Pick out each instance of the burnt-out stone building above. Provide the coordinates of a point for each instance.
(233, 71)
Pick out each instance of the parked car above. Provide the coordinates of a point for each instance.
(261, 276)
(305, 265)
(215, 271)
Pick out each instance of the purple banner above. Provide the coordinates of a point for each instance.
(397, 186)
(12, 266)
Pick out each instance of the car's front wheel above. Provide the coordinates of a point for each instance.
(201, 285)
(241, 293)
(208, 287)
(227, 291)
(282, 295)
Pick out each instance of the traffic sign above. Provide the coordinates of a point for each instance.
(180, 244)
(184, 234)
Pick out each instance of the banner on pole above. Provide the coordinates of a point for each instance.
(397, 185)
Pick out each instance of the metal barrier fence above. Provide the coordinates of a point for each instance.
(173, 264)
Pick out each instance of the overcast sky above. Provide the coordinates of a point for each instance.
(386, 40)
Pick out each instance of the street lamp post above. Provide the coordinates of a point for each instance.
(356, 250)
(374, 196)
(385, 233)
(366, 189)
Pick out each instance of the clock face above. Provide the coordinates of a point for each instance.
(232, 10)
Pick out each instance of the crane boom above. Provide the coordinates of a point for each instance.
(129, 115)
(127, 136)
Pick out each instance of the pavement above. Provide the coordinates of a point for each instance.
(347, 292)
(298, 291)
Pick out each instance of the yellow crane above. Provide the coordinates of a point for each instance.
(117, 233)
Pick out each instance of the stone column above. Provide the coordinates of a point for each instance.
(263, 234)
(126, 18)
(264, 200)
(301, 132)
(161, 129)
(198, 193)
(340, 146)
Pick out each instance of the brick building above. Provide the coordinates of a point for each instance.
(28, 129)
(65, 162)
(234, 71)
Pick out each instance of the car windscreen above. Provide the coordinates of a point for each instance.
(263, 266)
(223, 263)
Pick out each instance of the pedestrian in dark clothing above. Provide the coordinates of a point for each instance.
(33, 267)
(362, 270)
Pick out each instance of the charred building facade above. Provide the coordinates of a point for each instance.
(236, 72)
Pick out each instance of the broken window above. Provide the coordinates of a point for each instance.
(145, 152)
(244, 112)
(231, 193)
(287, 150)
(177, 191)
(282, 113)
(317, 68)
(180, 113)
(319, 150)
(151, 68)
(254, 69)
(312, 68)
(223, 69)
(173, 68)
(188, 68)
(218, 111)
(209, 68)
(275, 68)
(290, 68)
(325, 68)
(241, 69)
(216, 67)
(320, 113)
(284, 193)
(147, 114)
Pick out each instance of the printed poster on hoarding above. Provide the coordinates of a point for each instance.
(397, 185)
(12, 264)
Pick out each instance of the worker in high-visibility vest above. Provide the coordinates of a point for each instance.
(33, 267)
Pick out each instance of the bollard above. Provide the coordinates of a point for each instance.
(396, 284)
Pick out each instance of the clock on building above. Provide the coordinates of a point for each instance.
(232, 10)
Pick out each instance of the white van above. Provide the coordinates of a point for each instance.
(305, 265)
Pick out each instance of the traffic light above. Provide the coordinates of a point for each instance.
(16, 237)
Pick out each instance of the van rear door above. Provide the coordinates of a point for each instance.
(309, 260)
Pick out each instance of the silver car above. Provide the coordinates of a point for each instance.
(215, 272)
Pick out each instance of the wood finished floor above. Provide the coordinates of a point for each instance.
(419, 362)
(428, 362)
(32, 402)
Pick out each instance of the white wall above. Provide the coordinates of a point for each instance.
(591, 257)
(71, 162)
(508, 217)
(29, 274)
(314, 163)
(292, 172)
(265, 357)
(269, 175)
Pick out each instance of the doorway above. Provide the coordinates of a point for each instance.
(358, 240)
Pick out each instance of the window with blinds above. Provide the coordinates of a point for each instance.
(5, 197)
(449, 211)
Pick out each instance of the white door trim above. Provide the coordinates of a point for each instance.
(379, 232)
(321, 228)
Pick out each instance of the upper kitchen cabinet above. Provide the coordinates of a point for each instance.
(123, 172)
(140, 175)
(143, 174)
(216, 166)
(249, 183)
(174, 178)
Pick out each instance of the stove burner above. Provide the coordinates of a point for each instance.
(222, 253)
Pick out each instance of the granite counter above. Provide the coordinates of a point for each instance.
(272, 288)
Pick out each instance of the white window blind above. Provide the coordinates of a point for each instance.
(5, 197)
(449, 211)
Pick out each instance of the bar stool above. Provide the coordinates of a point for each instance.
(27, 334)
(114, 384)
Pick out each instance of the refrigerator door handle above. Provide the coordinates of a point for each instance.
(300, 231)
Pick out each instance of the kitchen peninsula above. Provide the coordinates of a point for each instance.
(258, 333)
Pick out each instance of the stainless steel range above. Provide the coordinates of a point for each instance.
━━━━━━━━━━
Instructions to follow -
Output all of the data again, exactly.

Written answer -
Pick out each instance of the burnt-out stone building above. Provide the coordinates of a point for each instance.
(233, 71)
Pick out each instance of the parked car above. Provide the coordinates of a point for each instance.
(261, 276)
(305, 265)
(215, 271)
Pick out each instance of the purple banner above. Provide the coordinates of a point for each instance.
(397, 186)
(12, 266)
Pick out each instance of the car's front wheel above. Provide the coordinates of a point for each instance.
(201, 285)
(241, 293)
(208, 287)
(227, 291)
(282, 295)
Pick out each instance of the traffic sign above. Provide the coordinates of a point for each instance.
(180, 244)
(184, 234)
Pick out each instance of the banner on pole above. Provide the coordinates of a point for each instance.
(397, 185)
Pick out each instance of the metal barrier fence above. Provide the coordinates of a point for each instance.
(173, 264)
Pick out each instance of the overcast sky above. Provide the coordinates of a point for each instance.
(386, 40)
Pick out each instance of the street lamp post above. Provide the coordinates of a point for each instance.
(356, 250)
(374, 196)
(385, 233)
(366, 189)
Pick out each instance of the clock face above. Provide the coordinates of a point for each instance.
(232, 10)
Pick out each instance of the crane boom above. Provide the coordinates of a point for each instance.
(129, 115)
(127, 136)
Pick out each instance of the pavement above. Provide the coordinates of a point for each instance.
(347, 292)
(298, 291)
Pick out each instance of the yellow crane above. Provide the coordinates of a point for each instance.
(117, 233)
Pick out each instance of the stone column above. Provide the coordinates of a point for each instance.
(263, 234)
(126, 18)
(264, 200)
(301, 132)
(161, 129)
(198, 193)
(340, 146)
Pick out each instance of the brick building above. Provide the coordinates of a point for each instance.
(28, 129)
(65, 162)
(234, 71)
Pick out each instance of the car windscreen above. Provide the coordinates of a point for each instance.
(263, 266)
(223, 263)
Pick out each instance of the pedestrian in dark clothing above. Provide the coordinates of a point for each instance.
(33, 267)
(362, 270)
Pick out each instance of the charred building facade above. Provide the coordinates of a point for each instance.
(236, 72)
Pick out each instance of the broken window above. Provide the coordinates of a point for each instance.
(145, 152)
(244, 112)
(231, 193)
(287, 150)
(177, 191)
(282, 113)
(317, 68)
(180, 113)
(319, 150)
(151, 68)
(254, 69)
(312, 68)
(223, 69)
(173, 68)
(188, 68)
(218, 111)
(209, 68)
(275, 68)
(290, 68)
(325, 68)
(241, 69)
(216, 67)
(320, 113)
(284, 193)
(147, 114)
Pick out each instance of the printed poster on hoarding above. Provide the coordinates of a point for each instance.
(397, 185)
(12, 264)
Pick out each instance of the worker in high-visibility vest above. Provide the coordinates of a point for each instance.
(33, 267)
Pick out each instance of the bollard above. Provide the coordinates of a point for each instance.
(396, 284)
Pick out each instance of the clock on building above. Provide the coordinates of a point for each instance.
(232, 10)
Pick out each instance of the white van above. Provide the coordinates of a point for each instance.
(305, 265)
Pick out each instance of the traffic light above. Provide the coordinates of a point for each instance.
(16, 237)
Pick out each instance of the van rear door above. Provide the coordinates of a point for each instance.
(309, 260)
Pick out each instance of the silver car above. Provide the coordinates of a point for each instance.
(215, 272)
Pick out each instance of the wood finished floor above. Provide the coordinates of a point for each instance.
(419, 362)
(428, 362)
(32, 402)
Pick out each instance of the white wall above. Provide the coordinates of a point for each instance.
(591, 257)
(71, 162)
(508, 217)
(29, 274)
(314, 163)
(292, 172)
(265, 357)
(269, 175)
Pick out each instance of the doorway above. Provide the coordinates of a point for each instance.
(358, 240)
Pick out each instance of the window with blinds above. Provide the coordinates of a point for each instance.
(5, 197)
(449, 211)
Pick out each instance of the white door trim above. Provide the coordinates of a point for each instance.
(379, 232)
(321, 228)
Pick out each instance of the upper kitchen cabinet above. Provide the coordinates of a point for each instance.
(123, 172)
(140, 175)
(143, 174)
(216, 166)
(249, 183)
(174, 178)
Pick out each instance of the stove burner above. Provide the coordinates of a point for each instance.
(222, 253)
Pick out each instance of the granite counter above. Provide the coordinates of a point for each instance.
(272, 288)
Pick out each instance of the white window blind above. Provide the coordinates of a point for each instance.
(5, 197)
(449, 211)
Pick out each instance of the bar stool above. Provide the coordinates of a point for each instance.
(27, 334)
(114, 384)
Pick out each instance of the refrigerator door handle above. Provide the coordinates of a point for each instance.
(300, 231)
Pick out each instance of the kitchen peninsula above. Provide the coordinates of a point for each instance.
(258, 333)
Pick out each instance of the stainless steel range above. Provide the coordinates of a point for each instance.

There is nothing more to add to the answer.